LİSANSÜSTÜ ARAŞTIRMALAR SEMPOZYUMU I, İstanbul, Turkey, 9 - 10 May 2024, vol.1, no.47419, pp.40, (Summary Text)
Diyagram, mimarlık disiplininde her zaman düşünme sürecinin bir parçası olmuştur. Doğası gereği diyagram
yeni düşünme yolları açma ve yeni fikirler ortaya çıkarma potansiyeline sahiptir. Tarih boyunca mimari
diyagramların çeşitli rolleri, kullanımları olmuştur ama neredeyse her örnekte mimari diyagram inşa edilmiş
nesnenin kendisinden ziyade mimari düşünceyle ilgilidir. 1960-1970 yıllarıyla birlikte mimarlık söyleminde
vizyoner mimari figürlerin, günlük hayatın olası değişimlerini mimarlık disiplininin reddetmemesi gerektiğini
savunmasını takiben, mimarlık söyleminde diyagram kullanımı ve diyagramların mimarlık söylemindeki
rolleri artmıştır. Bu yıllarla birlikte mimari diyagram, düşünme süreçlerini teşvik eden aktif bir araç haline
gelmiş, aynı zamanda vizyoner figürlerin uygulamalarıyla sürekli değişen verilerle baş etmeye yönelik bir
arayüz görevi görmeye başlamıştır. Bu çalışmanın amacı, günlük yaşamın potansiyel değişimlerini temsil
eden mimari diyagramların, mimari düşünme süreçlerindeki olası rollerini anlamaktır.
Mimarlık söyleminde, özellikle günlük yaşam ve fiziksel çevrenin değerlerinin hızla ve sürekli değiştiğinden
hareketle, mimarlığın temsiliyet araçlarının bu değişimi yansıtma araçları neler olabilir? Mimari düşüncenin
üretiminde potansiyel olarak sürekli değişen verinin temsiliyet aracı olarak diyagram kullanılmasının
avantajları nelerdir? Diyagramın mimari söylemde sürekli değişen veriyle baş etmek için yeni roller
kazanması, 1960-1970 yıllarında bilgi teknolojileri alanındaki teknolojik gelişmelerle de doğrudan
çakışmaktadır. 1960’lı yıllardan itibaren ve 1970’li yıllara doğru ilerleyerek bilgi teknolojilerinde daha az
zamanda daha fazla bilgi üretilmesini sağlayan gelişmelerle birlikte verinin sabit değil, değişken bir değer
olduğu gerçeğiyle karşı karşıya kalındı. Sürekli değişen verilerle başa çıkabilecek bir araca duyulan ihtiyaç,
mimari söylemde diyagram kullanımını tetikleyen bir konu haline geldi.

▶ Verilen bilgiler
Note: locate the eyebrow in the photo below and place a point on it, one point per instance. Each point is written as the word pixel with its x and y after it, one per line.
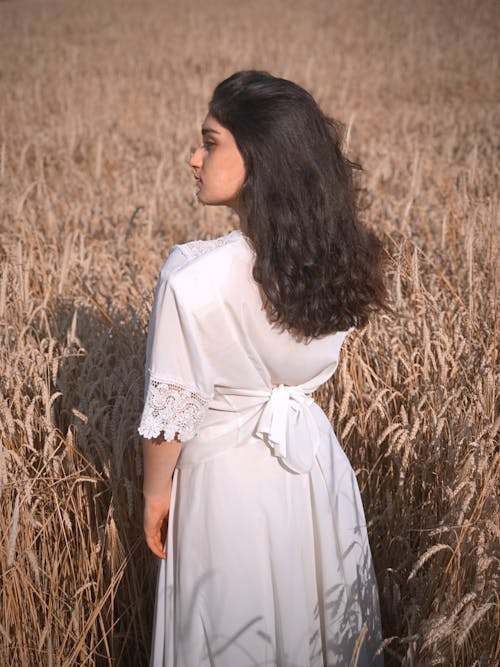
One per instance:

▶ Görev
Mimari diyagramlarla ilgili metne göre, 1960'lardan itibaren bilgi teknolojilerinde yaşanan gelişmelerle veri hakkında hangi gerçekle karşılaşıldı?

▶ Görevin cevabı
Verinin sabit değil, değişken bir değer olduğu gerçeğiyle karşılaşıldı.